Request
Quote the listing below in its entirety.

Start Recorded information

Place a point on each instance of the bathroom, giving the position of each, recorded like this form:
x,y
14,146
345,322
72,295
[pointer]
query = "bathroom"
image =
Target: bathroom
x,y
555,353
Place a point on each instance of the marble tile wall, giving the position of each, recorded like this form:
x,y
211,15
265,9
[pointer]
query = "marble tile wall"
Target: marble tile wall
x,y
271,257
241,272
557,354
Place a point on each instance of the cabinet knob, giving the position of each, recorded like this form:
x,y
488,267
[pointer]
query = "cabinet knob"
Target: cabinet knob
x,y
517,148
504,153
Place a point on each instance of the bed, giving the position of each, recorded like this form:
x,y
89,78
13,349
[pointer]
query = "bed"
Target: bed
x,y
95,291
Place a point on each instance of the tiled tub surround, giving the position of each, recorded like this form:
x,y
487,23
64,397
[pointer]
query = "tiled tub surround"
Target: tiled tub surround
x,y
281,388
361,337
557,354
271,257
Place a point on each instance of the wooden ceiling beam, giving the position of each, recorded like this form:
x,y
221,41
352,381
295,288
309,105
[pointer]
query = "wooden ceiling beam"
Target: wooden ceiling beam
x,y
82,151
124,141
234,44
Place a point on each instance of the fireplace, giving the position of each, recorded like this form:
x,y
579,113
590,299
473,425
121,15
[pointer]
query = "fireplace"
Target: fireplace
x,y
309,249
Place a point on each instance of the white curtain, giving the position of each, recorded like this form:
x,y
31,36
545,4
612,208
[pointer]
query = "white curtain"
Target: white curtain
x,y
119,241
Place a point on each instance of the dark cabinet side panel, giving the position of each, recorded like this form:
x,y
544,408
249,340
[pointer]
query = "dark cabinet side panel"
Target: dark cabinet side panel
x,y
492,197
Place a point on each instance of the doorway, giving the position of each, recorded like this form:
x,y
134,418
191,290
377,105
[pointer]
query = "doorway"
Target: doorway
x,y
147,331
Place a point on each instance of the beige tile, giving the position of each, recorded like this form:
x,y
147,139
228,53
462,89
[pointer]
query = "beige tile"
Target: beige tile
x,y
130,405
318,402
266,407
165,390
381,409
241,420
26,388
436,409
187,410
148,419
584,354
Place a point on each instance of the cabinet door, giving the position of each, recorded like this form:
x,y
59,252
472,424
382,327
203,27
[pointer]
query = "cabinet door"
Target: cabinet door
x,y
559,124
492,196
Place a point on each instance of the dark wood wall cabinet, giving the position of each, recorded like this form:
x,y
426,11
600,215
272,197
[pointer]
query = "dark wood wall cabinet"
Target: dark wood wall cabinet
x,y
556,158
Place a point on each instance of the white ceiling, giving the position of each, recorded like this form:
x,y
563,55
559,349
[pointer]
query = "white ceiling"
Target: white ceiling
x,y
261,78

End Recorded information

Answer to the exercise
Place a point on each instance of the bathroom, giving the position of each, recorded like this form:
x,y
14,146
345,322
72,295
[pointer]
query = "bathroom"
image =
Target: bathroom
x,y
555,353
Place a point on each instance of the marble tile wall, giving the position of each, recorded like this form:
x,y
211,15
265,9
[pointer]
query = "marble tile wall"
Target: marble tile wall
x,y
271,257
241,272
557,354
Place a point on each instance of the cabinet knob, giving the position of each, recorded like this form:
x,y
488,267
[pointer]
query = "cabinet knob"
Target: cabinet knob
x,y
517,148
504,153
Place a point on each instance of the bed, giving the position of each, recorded like this form:
x,y
89,78
13,349
[pointer]
query = "bed"
Target: bed
x,y
95,291
Place a point on each instance of the tiled tub surround, giving the position of each, recorded like this form:
x,y
487,23
64,397
[pointer]
query = "tiled tub surround"
Target: tiled tub surround
x,y
281,388
361,337
557,354
271,257
Place a point on each instance of the wooden ceiling beam, giving the position of each, recorded like this form:
x,y
221,41
352,381
295,288
309,105
[pointer]
query = "wooden ceiling beam"
Target: wooden ceiling beam
x,y
82,151
124,141
234,44
Place a point on each instance of the fireplace, giving the position of each, recorded like this form:
x,y
579,113
590,299
473,425
121,15
[pointer]
query = "fireplace"
Target: fireplace
x,y
309,249
Place a point on each instance of the white curtain, giving the position of each, recorded like this form:
x,y
31,36
545,4
612,208
[pointer]
query = "white curtain"
Target: white curtain
x,y
119,241
Place a point on each instance of the dark cabinet side panel, giving the position of each, recorded like this form:
x,y
544,408
249,340
[pointer]
query = "dark cabinet side panel"
Target: dark cabinet side panel
x,y
492,197
Place a point on each instance of the doorway, giving the position of each, recorded like this form:
x,y
134,418
191,290
377,105
[pointer]
query = "doorway"
Target: doorway
x,y
147,331
Place a point on each instance of the beige tile, giving the position of each, recorded like this form:
x,y
147,139
228,53
462,89
[pointer]
query = "beige tile"
Target: beige tile
x,y
130,405
318,402
266,407
165,390
381,409
241,420
26,388
436,409
187,410
148,419
584,354
Place a point on each instance of the cabinet door, giving the position of each, recorded like this form:
x,y
59,252
472,424
382,327
203,27
[pointer]
query = "cabinet door"
Target: cabinet door
x,y
559,124
492,196
Place a point on each instance of the dark wood wall cabinet, giving the position of each, recorded like this form:
x,y
426,11
600,215
272,197
[pointer]
query = "dark wood wall cabinet"
Target: dark wood wall cabinet
x,y
556,158
Place a point on each instance of the white ceiling, giving the position of each, recorded like this form:
x,y
563,55
559,349
[pointer]
query = "white ceiling"
Target: white ceiling
x,y
261,78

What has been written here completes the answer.